Dataset rows on where objects appear
════════════════

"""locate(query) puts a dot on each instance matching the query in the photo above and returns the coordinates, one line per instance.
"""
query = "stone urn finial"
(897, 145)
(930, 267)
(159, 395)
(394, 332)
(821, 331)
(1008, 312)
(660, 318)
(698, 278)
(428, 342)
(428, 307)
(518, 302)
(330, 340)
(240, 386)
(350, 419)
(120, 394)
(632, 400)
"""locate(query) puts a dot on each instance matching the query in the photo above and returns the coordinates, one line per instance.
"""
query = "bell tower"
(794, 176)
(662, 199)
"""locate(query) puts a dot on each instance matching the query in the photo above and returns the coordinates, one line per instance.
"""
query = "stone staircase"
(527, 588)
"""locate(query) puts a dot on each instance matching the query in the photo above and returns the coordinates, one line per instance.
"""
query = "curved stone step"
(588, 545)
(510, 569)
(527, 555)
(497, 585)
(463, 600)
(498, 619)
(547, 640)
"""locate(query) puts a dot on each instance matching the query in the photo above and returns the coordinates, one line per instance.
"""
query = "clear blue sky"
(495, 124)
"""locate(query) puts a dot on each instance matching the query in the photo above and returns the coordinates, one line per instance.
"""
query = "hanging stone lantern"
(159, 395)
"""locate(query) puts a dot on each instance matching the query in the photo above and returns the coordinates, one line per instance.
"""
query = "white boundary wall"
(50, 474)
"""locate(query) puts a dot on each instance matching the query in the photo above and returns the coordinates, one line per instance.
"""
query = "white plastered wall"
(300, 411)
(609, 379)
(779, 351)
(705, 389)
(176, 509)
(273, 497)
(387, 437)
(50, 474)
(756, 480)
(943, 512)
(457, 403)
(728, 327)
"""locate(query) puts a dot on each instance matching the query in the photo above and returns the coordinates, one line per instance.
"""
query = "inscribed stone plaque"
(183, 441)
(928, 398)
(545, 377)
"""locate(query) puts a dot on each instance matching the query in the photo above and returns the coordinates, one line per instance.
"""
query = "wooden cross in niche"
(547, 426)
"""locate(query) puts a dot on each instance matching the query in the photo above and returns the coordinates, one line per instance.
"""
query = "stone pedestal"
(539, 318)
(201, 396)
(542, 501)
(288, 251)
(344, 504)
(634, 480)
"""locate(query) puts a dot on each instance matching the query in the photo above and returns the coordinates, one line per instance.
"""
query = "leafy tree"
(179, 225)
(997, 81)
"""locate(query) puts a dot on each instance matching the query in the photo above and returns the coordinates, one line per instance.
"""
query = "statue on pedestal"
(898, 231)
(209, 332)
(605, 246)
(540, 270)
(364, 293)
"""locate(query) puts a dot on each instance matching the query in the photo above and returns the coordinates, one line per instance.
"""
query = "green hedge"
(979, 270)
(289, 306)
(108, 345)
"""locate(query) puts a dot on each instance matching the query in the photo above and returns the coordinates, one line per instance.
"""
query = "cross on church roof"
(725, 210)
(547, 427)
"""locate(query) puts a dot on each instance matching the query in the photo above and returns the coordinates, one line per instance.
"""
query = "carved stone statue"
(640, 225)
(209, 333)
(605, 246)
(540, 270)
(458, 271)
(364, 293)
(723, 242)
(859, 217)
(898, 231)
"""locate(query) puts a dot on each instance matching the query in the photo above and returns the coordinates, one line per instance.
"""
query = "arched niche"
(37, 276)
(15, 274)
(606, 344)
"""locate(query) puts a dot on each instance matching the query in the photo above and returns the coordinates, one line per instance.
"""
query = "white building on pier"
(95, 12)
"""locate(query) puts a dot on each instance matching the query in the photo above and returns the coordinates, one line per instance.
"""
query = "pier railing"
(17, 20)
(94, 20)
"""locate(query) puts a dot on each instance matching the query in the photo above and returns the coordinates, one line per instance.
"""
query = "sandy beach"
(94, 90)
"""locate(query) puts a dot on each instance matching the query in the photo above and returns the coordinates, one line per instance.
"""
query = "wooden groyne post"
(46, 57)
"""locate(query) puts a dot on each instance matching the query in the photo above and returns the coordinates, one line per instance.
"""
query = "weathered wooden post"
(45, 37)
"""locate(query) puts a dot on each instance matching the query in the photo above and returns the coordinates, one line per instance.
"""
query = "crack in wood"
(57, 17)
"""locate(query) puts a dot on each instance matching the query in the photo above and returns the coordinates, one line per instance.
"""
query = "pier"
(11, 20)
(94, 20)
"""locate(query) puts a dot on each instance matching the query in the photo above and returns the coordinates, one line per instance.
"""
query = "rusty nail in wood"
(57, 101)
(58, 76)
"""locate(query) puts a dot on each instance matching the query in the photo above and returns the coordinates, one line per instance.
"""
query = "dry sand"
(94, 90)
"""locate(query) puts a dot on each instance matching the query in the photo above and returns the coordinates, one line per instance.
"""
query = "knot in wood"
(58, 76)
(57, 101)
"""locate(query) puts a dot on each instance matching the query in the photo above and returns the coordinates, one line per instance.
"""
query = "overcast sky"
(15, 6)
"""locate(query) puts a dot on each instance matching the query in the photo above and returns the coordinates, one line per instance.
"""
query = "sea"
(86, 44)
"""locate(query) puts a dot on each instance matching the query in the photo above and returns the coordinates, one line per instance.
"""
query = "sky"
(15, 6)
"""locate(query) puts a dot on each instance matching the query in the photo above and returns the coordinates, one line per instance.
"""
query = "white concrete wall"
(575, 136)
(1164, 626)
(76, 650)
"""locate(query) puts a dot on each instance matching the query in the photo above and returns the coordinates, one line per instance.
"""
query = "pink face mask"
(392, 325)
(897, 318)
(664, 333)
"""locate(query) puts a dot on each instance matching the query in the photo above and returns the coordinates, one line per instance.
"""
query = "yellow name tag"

════════════════

Give an exact repetition of all the material.

◆ RESPONSE TO THIS TASK ◆
"""locate(query) puts a dot on each instance matching the query in the photo above and returns the coordinates, one line per instance.
"""
query = "stone urn finial"
(897, 145)
(930, 267)
(159, 395)
(394, 332)
(821, 331)
(1008, 312)
(660, 318)
(698, 278)
(428, 342)
(428, 307)
(518, 302)
(330, 340)
(240, 386)
(350, 419)
(120, 394)
(632, 400)
"""locate(query) puts a dot on each instance matching the query in the photo above and returns the coordinates, one line per instance.
"""
query = "bell tower"
(794, 176)
(662, 199)
"""locate(query) puts a dot on each instance matching the query in the photo above and returns the coordinates, one line per instance.
"""
query = "stone staircase"
(527, 588)
"""locate(query) puts a dot on each instance matching the query in the photo above and returns the coordinates, one line per instance.
"""
query = "curved stone step"
(588, 545)
(510, 569)
(527, 555)
(497, 585)
(463, 600)
(498, 619)
(547, 640)
"""locate(query) puts a dot on each instance matching the query in the photo above and returns the coordinates, one line per instance.
"""
query = "clear blue sky"
(495, 124)
"""locate(query) puts a dot on each instance matching the query in the photo above and returns the coordinates, one line per instance.
"""
query = "hanging stone lantern"
(159, 395)
"""locate(query) puts a dot on each instance matching the query in the photo above and returns the coordinates, one line per instance.
"""
query = "white boundary wall"
(50, 474)
"""locate(query) puts a dot on each instance matching the query in the photo above and returns the coordinates, one line per instance.
"""
query = "white plastered wall"
(300, 411)
(609, 379)
(779, 351)
(705, 389)
(176, 509)
(273, 497)
(387, 437)
(50, 474)
(756, 480)
(943, 512)
(457, 403)
(728, 327)
"""locate(query) puts a dot on each instance matching the query in the photo above and returns the coordinates, one line per instance.
"""
query = "inscribed stone plaque"
(183, 441)
(928, 398)
(545, 377)
"""locate(query) puts a dot on each instance matching the query in the photo above and returns the coordinates, one line per instance.
"""
query = "wooden cross in niche"
(547, 426)
"""locate(query) puts a dot on each instance matching the query in the photo above and returns the coordinates, one line per instance.
"""
query = "stone pedestal"
(539, 318)
(201, 396)
(542, 501)
(288, 251)
(344, 504)
(634, 480)
"""locate(query) puts a dot on each instance matching the query in the photo above and returns the coordinates, one line per instance.
"""
query = "leafy tree"
(179, 225)
(997, 81)
"""locate(query) puts a dot on each instance matching the query in the photo above and returns the coordinates, one line per instance.
"""
query = "statue on pedestal"
(898, 231)
(209, 332)
(605, 246)
(540, 270)
(364, 293)
"""locate(query) puts a dot on each instance matching the query in the photo above and returns the coordinates, one line per instance.
"""
query = "green hedge"
(979, 270)
(289, 306)
(108, 345)
"""locate(query) puts a dot on each instance matching the query in the photo above and returns the coordinates, one line per instance.
"""
query = "cross on church roof"
(725, 210)
(547, 427)
"""locate(query) puts a dot on each instance matching the query in the photo above and returns the coordinates, one line per instance.
"""
query = "carved stone statue"
(640, 225)
(209, 333)
(605, 246)
(540, 270)
(458, 271)
(364, 293)
(723, 242)
(859, 217)
(898, 231)
"""locate(query) puts a dot on each instance matching the query in the photo above and returns the coordinates, one line per instance.
"""
query = "arched niche"
(37, 276)
(15, 274)
(606, 344)
"""locate(query) puts a dot on each instance matching the query in the photo above and returns the coordinates, one line per instance.
"""
query = "white building on pier"
(95, 12)
"""locate(query) puts a dot on each instance matching the query in the photo above and returns the coordinates, one line per instance.
"""
query = "pier railing"
(17, 20)
(94, 20)
"""locate(query) puts a dot on each instance matching the query in the photo above and returns the coordinates, one line per instance.
"""
query = "sandy beach"
(94, 90)
"""locate(query) puts a dot on each instance matching the query in the photo above and returns the coordinates, one line per instance.
"""
query = "wooden groyne post"
(46, 57)
"""locate(query) puts a dot on each instance matching the query in the photo above and returns the coordinates, one line per instance.
"""
query = "weathered wooden post"
(45, 37)
"""locate(query) puts a dot on each instance matching the query in the photo above and returns the coordinates, one line per instance.
"""
query = "crack in wood"
(57, 17)
"""locate(query) puts a dot on each instance matching the query in the photo above and returns the coordinates, one line per instance.
"""
query = "pier"
(11, 20)
(94, 20)
"""locate(query) puts a dot on each instance matching the query in the photo above and returns the coordinates, one line per instance.
"""
query = "rusty nail in wood"
(57, 101)
(58, 76)
"""locate(query) puts a dot on each instance matching the query in the photo above and returns the coordinates, one line per instance.
"""
query = "dry sand"
(94, 90)
"""locate(query) puts a dot on each instance matching the query in the photo above and returns the coordinates, one line per instance.
"""
query = "knot in wood"
(58, 76)
(57, 101)
"""locate(query) puts a dot on each instance matching the query in the photo above and returns the coordinates, one line per instance.
"""
query = "overcast sky"
(15, 6)
"""locate(query) puts a dot on each instance matching the query in the photo above and returns the coordinates, one line per instance.
"""
query = "sea"
(86, 44)
"""locate(query) puts a dot on each instance matching the query in the photo above and returns the coordinates, one line per instance.
"""
query = "sky"
(15, 6)
"""locate(query) puts a dot on each instance matching the query in the photo above and returns the coordinates, one line per instance.
"""
query = "white concrete wall"
(575, 136)
(1164, 626)
(76, 650)
"""locate(query) puts a dot on each instance matching the query in the photo above and returns the coordinates, one line per instance.
"""
query = "pink face mask"
(392, 325)
(897, 318)
(664, 333)
"""locate(query) puts a dot on each instance matching the query in the photo above and returns the coordinates, one line per instance.
"""
query = "yellow name tag"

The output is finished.